Records from a data source:
+++

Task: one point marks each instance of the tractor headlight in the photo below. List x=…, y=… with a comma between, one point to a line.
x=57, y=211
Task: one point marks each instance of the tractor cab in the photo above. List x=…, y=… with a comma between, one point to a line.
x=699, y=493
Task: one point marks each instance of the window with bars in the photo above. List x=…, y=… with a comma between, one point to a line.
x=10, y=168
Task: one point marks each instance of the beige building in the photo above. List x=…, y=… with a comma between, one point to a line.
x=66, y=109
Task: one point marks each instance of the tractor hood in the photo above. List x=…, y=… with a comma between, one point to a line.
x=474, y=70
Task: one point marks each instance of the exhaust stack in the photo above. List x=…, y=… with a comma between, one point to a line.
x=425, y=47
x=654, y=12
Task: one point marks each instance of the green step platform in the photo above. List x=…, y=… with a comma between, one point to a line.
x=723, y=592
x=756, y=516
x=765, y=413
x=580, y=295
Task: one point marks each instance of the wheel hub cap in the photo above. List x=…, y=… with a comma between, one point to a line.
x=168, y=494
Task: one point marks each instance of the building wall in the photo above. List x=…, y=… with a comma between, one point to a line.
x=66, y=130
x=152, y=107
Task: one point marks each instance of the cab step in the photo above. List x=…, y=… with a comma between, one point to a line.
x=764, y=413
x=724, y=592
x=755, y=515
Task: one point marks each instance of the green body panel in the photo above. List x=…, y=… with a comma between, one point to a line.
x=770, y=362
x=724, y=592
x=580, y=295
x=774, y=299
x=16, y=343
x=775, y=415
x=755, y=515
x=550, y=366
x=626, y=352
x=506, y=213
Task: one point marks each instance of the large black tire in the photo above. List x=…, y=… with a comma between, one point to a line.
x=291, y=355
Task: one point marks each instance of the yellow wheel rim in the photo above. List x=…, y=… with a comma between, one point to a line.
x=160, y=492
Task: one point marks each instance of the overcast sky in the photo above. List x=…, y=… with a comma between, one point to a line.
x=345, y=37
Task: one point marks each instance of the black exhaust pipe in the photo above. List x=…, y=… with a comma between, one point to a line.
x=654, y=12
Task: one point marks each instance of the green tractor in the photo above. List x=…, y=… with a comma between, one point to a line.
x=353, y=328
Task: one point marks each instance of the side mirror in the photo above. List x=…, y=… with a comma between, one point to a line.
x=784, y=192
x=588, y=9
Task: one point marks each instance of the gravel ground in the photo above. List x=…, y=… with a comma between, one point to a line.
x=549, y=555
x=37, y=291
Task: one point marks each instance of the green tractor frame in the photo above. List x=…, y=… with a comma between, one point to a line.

+++

Task description:
An exact copy of all the records is the expected answer.

Finished task:
Task: one point marks each instance of the tractor headlight in the photo below. List x=…, y=… with a comma between, one point to a line.
x=57, y=211
Task: one point marks each instance of the tractor cab in the photo above. List x=…, y=… with a comma between, one point to a line.
x=699, y=493
Task: one point marks each instance of the window with bars in the photo above. List x=…, y=… with a comma between, one point to a line.
x=10, y=168
Task: one point marks each instance of the beige building in the photo above. List x=…, y=… with a comma between, one point to a line.
x=66, y=109
Task: one point marks each instance of the tractor hood in the photo above. List x=…, y=… with a comma between, one point to a line.
x=474, y=70
Task: one point marks each instance of the exhaust stack in the photo above. List x=…, y=… with a comma between, one point to a line.
x=425, y=47
x=654, y=12
Task: one point marks each instance of the green step platform in the photo above. List x=…, y=… with a comma between, one point to a line.
x=723, y=592
x=756, y=516
x=765, y=413
x=580, y=295
Task: one point marks each instance of the wheel hub cap in the photo above. List x=…, y=… with a comma between, one point to a line.
x=168, y=494
Task: one point marks each instance of the building wall in the photo above. List x=…, y=… with a comma between, one point to a line.
x=66, y=130
x=152, y=107
Task: one point marks each instance of the cab step in the photo above. List x=…, y=… with a comma between, one point to a line.
x=764, y=413
x=724, y=592
x=755, y=515
Task: one point marks each instance of the green body panel in the photo above. List x=…, y=… with a comma between, one point to a line.
x=770, y=362
x=724, y=592
x=580, y=295
x=774, y=299
x=16, y=343
x=775, y=415
x=755, y=515
x=550, y=366
x=626, y=352
x=506, y=213
Task: one point marks each instance of the large black tire in the photo above. List x=…, y=… with a comma between, one point to a line.
x=291, y=355
Task: one point marks each instance of the yellow wheel rim in the photo above. List x=…, y=… with a comma between, one point to a line.
x=160, y=492
Task: one point marks each instance of the overcast sky in the photo above. List x=…, y=… with a comma between, one point to a line.
x=345, y=37
Task: one point marks each instance of the black exhaust pipe in the photo above. List x=…, y=… with a comma between, one point to a line.
x=654, y=12
Task: one point marks each instance of the green tractor in the photo above. List x=…, y=… with a comma between, one point to a line.
x=353, y=328
Task: one point marks each instance of the side mirror in the photo above. List x=…, y=… with a comma between, one point to a line.
x=784, y=192
x=588, y=9
Task: one point marks each instance of the gravel ground in the photo above. List x=…, y=… with a comma between, one point to a line.
x=549, y=555
x=37, y=291
Task: one point marks each instance of the green tractor frame in the photo above. List x=…, y=… with a comma between, one point to a line.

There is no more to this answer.